Natural language region descriptions
------------

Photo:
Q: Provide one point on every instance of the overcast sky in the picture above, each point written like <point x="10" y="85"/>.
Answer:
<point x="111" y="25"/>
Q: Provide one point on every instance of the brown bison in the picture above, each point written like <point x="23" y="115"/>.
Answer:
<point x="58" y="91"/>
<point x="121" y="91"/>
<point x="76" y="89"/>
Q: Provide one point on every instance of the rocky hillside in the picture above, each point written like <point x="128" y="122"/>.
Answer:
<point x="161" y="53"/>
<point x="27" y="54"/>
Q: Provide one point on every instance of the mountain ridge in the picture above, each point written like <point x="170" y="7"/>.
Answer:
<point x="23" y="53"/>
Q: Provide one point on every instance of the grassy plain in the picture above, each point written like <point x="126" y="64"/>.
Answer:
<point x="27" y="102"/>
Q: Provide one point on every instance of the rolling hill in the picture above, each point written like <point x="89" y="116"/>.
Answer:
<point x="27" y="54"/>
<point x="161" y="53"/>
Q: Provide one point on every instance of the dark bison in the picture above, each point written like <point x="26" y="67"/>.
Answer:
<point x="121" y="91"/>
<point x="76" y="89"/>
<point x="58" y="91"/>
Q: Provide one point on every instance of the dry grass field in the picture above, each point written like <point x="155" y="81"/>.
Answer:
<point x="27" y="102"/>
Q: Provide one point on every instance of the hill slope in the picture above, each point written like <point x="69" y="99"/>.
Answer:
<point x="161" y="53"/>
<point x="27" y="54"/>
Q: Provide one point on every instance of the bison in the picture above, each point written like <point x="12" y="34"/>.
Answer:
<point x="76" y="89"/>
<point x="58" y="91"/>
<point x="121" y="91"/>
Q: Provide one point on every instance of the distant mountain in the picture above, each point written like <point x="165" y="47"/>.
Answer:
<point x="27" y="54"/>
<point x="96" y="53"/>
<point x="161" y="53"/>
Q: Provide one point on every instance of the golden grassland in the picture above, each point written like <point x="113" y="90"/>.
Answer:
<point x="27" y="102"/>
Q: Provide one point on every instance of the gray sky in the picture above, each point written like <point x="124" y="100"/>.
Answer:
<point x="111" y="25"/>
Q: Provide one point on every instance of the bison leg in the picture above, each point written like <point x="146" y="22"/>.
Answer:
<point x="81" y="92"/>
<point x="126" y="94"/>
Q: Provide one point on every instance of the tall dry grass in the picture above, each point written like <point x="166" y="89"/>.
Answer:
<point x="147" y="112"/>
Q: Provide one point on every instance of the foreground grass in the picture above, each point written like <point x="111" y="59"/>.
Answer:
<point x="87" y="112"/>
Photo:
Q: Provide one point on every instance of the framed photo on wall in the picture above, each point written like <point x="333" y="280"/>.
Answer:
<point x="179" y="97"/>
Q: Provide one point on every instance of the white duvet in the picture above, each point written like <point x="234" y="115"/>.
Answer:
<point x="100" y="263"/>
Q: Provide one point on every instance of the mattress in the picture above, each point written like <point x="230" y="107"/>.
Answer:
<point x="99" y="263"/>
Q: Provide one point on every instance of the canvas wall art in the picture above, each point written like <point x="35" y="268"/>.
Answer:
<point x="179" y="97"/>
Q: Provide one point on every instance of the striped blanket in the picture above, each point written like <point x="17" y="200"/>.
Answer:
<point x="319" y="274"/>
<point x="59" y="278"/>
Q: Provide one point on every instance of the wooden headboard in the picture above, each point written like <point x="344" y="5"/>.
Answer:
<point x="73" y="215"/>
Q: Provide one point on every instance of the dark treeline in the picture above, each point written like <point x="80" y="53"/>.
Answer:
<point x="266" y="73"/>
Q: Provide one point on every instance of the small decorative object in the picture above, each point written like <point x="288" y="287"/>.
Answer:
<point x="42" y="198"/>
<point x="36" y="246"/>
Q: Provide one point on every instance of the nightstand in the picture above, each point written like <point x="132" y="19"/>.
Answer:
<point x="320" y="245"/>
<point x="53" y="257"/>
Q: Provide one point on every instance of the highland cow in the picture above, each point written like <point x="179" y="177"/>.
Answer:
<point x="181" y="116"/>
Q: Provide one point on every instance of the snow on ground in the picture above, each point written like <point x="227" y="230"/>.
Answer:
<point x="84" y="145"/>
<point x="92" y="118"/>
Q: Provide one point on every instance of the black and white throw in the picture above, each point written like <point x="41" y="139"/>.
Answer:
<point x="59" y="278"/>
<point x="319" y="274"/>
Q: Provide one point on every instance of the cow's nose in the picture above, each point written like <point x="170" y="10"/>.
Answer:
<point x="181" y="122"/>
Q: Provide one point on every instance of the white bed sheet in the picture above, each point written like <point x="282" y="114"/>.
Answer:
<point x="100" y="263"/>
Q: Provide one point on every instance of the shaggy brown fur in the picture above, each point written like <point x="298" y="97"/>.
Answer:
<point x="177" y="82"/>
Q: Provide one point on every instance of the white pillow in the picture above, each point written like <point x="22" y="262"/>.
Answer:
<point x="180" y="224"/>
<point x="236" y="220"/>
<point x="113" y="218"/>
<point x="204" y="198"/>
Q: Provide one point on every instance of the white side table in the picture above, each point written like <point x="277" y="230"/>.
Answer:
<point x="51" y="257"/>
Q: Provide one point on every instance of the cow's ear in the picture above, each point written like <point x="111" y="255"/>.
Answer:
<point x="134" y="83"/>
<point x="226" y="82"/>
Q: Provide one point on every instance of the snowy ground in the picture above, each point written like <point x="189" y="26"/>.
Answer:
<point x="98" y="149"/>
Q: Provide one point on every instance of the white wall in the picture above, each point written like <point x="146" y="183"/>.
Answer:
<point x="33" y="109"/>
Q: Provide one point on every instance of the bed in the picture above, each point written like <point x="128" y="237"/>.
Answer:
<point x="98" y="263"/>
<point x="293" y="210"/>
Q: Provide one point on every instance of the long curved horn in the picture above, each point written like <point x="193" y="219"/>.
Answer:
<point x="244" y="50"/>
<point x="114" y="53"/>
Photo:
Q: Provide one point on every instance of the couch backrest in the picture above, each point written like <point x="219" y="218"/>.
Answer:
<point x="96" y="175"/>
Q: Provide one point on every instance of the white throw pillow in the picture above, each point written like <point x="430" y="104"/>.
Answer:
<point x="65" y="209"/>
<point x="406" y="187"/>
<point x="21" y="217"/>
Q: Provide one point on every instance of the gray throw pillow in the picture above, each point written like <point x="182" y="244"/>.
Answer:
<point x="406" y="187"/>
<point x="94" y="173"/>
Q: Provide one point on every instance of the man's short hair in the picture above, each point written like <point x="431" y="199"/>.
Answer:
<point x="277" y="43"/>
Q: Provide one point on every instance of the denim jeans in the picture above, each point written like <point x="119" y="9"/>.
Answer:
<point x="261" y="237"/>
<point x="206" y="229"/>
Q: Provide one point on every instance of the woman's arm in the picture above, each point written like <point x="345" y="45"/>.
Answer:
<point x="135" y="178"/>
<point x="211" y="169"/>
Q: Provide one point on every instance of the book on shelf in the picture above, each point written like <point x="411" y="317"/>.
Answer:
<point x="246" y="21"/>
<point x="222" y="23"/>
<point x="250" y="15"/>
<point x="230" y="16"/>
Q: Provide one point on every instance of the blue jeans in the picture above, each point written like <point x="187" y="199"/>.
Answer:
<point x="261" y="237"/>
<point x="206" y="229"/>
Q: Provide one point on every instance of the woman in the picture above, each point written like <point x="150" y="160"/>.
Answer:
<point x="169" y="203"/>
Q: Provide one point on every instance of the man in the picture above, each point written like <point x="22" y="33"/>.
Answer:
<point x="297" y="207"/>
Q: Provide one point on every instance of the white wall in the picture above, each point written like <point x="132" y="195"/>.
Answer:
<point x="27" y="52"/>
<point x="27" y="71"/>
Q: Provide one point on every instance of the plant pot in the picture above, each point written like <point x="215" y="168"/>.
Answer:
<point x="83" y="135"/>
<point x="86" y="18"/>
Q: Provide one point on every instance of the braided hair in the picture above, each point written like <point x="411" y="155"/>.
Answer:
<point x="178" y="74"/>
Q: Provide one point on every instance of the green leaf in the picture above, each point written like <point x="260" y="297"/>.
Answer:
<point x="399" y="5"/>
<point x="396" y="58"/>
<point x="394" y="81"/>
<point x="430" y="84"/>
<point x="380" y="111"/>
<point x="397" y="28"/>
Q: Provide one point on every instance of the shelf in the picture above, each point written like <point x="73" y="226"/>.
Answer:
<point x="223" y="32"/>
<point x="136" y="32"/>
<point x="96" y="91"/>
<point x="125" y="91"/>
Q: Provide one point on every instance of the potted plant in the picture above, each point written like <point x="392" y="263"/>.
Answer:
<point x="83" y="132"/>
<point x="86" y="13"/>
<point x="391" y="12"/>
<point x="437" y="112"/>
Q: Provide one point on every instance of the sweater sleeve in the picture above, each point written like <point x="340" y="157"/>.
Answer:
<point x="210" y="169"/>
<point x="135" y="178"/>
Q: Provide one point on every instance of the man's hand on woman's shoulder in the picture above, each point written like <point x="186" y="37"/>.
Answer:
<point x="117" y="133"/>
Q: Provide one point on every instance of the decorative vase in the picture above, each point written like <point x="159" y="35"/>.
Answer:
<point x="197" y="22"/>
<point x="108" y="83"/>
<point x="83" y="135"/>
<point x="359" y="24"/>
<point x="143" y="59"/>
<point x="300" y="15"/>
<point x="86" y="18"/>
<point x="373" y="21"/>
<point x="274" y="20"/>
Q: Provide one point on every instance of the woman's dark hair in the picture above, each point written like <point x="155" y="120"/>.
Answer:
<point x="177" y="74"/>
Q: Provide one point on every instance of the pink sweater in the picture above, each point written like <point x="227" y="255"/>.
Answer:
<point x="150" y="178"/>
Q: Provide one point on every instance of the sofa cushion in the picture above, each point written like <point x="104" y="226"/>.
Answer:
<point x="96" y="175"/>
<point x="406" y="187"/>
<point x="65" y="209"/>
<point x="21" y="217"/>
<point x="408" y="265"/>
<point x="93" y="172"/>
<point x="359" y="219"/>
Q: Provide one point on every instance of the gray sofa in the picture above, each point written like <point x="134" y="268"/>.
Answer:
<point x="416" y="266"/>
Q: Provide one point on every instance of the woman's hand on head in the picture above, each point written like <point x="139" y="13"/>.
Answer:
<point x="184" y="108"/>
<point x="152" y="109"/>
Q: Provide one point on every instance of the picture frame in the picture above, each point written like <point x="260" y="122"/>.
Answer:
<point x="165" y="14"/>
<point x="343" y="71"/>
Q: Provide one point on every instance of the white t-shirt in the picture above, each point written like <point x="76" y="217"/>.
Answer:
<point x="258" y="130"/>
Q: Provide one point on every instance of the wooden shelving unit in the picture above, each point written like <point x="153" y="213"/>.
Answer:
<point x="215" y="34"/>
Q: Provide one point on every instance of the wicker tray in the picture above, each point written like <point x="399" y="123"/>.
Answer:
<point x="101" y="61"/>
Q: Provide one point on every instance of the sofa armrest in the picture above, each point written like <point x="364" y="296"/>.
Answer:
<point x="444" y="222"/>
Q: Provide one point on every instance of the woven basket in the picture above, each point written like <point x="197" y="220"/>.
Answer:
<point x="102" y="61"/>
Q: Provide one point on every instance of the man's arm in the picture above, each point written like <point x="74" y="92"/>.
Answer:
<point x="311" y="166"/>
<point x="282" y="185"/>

------------

All that should be written out is the stretch of lines above between the one holding "Q: Provide one point on every instance of the decorative" and the one holding "Q: Provide one point on every instance of the woven", inclusive, exactly as given.

Q: Provide one point on every instance of the decorative vase in the picture above, each point written like <point x="159" y="35"/>.
Answer:
<point x="197" y="22"/>
<point x="108" y="83"/>
<point x="83" y="135"/>
<point x="359" y="24"/>
<point x="143" y="59"/>
<point x="300" y="15"/>
<point x="86" y="18"/>
<point x="373" y="21"/>
<point x="274" y="20"/>
Q: Provide one point on every instance of the woman's dark hair in the picture above, each point written like <point x="155" y="120"/>.
Answer:
<point x="177" y="74"/>
Q: Provide one point on every instance of the pink sweater in the picture above, each point written like <point x="227" y="255"/>.
Answer:
<point x="150" y="178"/>
Q: Provide one point on every instance of the sofa cushion in the picture above, each point written like <point x="104" y="226"/>.
Answer:
<point x="96" y="175"/>
<point x="406" y="187"/>
<point x="65" y="209"/>
<point x="21" y="217"/>
<point x="408" y="265"/>
<point x="93" y="172"/>
<point x="359" y="219"/>
Q: Provide one point on every instance of the gray sofa in the picture above, each point written like <point x="134" y="268"/>.
Answer:
<point x="416" y="266"/>
Q: Provide one point on every instance of the woman's hand on head in the picture above, each point written like <point x="139" y="13"/>.
Answer:
<point x="184" y="108"/>
<point x="152" y="109"/>
Q: Provide one point on every instance of the picture frame in the picture above, each point written like <point x="260" y="122"/>.
Answer:
<point x="165" y="14"/>
<point x="343" y="71"/>
Q: Provide one point on every instance of the white t-shirt in the picture above, each point written like <point x="76" y="217"/>.
Answer:
<point x="258" y="130"/>
Q: Provide one point on every instance of the wooden shelving unit in the picture above, each point written like <point x="153" y="213"/>.
Answer:
<point x="215" y="34"/>
Q: Provide one point on every instance of the wicker tray in the picture above, each point written like <point x="399" y="123"/>.
Answer:
<point x="101" y="61"/>
Q: Provide one point on every instance of the sofa armrest in the picture above, each point written like <point x="364" y="296"/>.
Answer:
<point x="444" y="222"/>
Q: Provide one point on every instance of the woven basket in the picture above, each point written like <point x="197" y="220"/>.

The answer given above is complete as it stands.